- Given passage:
Preventing weight gain, obesity, and ultimately diabetes could be as simple as keeping a nuclear receptor from being activated in a small part of the brain, according to a new study by Yale School of Medicine researchers.

Published in the Aug. 1 issue of The Journal of Clinical Investigation (JCI), the study showed that when the researchers blocked the effects of the nuclear receptor PPARgamma in a small number of brain cells in mice, the animals ate less and became resistant to a high-fat diet.

“These animals ate fat and sugar, and did not gain weight, while their control littermates did,” said lead author Sabrina Diano, professor in the Department of Obstetrics, Gynecology & Reproductive Sciences at Yale School of Medicine. “We showed that the PPARgamma receptor in neurons that produce POMC could control responses to a high-fat diet without resulting in obesity.”

POMC neurons are found in the hypothalamus and regulate food intake. They are the neurons that when activated make you feel full and curb appetite. PPARgamma regulates the activation of these neurons.

Diano and her team studied transgenic mice that were genetically engineered to delete the PPARgamma receptor from POMC neurons. They wanted to see if they could prevent the obesity associated with a high-fat, high-sugar diet.

- Tasks:
A: Please output the portion of the PPARgamma article between "POMC neurons are" and "high-fat, high-sugar diet.", inclusive, copied word for word.
B: Summarize the PPARgamma article in two sentences.
C: Extend the PPARgamma article from its last sentence onward.
The records have no connection to the PPARgamma article.

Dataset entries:

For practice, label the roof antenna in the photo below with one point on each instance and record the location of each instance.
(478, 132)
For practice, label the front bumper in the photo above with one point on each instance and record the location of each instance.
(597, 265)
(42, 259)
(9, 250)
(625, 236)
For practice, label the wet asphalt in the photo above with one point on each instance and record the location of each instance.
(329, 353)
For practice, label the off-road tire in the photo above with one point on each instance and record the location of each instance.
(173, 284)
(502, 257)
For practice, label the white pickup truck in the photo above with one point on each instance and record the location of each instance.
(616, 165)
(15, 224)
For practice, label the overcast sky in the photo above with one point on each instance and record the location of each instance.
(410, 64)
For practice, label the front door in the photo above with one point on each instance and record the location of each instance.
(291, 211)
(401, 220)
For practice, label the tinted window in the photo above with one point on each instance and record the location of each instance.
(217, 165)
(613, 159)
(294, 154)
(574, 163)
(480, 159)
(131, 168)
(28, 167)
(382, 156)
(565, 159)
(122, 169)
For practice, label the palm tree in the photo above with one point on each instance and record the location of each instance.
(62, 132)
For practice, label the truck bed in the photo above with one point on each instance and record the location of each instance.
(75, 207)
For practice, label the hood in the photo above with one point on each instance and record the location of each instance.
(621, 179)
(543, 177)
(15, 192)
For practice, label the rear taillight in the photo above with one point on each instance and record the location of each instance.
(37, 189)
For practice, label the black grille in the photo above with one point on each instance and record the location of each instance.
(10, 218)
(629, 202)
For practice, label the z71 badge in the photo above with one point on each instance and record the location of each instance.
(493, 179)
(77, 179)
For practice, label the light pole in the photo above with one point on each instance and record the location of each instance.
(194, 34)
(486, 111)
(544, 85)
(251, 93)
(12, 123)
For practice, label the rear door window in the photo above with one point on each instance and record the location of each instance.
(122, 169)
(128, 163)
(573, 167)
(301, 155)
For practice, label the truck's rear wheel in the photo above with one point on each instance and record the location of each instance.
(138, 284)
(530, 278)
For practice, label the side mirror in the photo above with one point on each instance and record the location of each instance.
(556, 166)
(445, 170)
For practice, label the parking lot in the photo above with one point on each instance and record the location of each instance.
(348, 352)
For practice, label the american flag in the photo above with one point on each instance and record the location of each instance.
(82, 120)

- Your responses:
A:
POMC neurons are found in the hypothalamus and regulate food intake. They are the neurons that when activated make you feel full and curb appetite. PPARgamma regulates the activation of these neurons.

Diano and her team studied transgenic mice that were genetically engineered to delete the PPARgamma receptor from POMC neurons. They wanted to see if they could prevent the obesity associated with a high-fat, high-sugar diet.

B: Yale School of Medicine researchers reported in The Journal of Clinical Investigation that when they blocked the nuclear receptor PPARgamma in a small number of brain cells in mice, the animals ate less and resisted a high-fat diet. Lead author Sabrina Diano's team deleted the receptor from POMC neurons, hypothalamic cells that regulate food intake, and the engineered mice did not gain weight on fat and sugar while their control littermates did.

C:
“When we blocked PPARgamma in these hypothalamic cells, we found an increased level of free radical formation in POMC neurons, and they were more active,” said Diano, who is also professor of comparative medicine and neurobiology at Yale and director of the Reproductive Neurosciences Group.

The findings also have key implications in diabetes. PPARgamma is a target of thiazolidinedione (TZD), a class of drugs used to treat type 2 diabetes. They lower blood-glucose levels, however, patients gain weight on these medications.

“Our study suggests that the increased weight gain in diabetic patients treated with TZD could be due to the effect of this drug in the brain, therefore, targeting peripheral PPARgamma to treat type 2 diabetes should be done by developing TZD compounds that can’t penetrate the brain,” said Diano. “We could keep the benefits of TZD without the side-effects of weight gain. Our next steps in this research are to test this theory in diabetes mouse models.”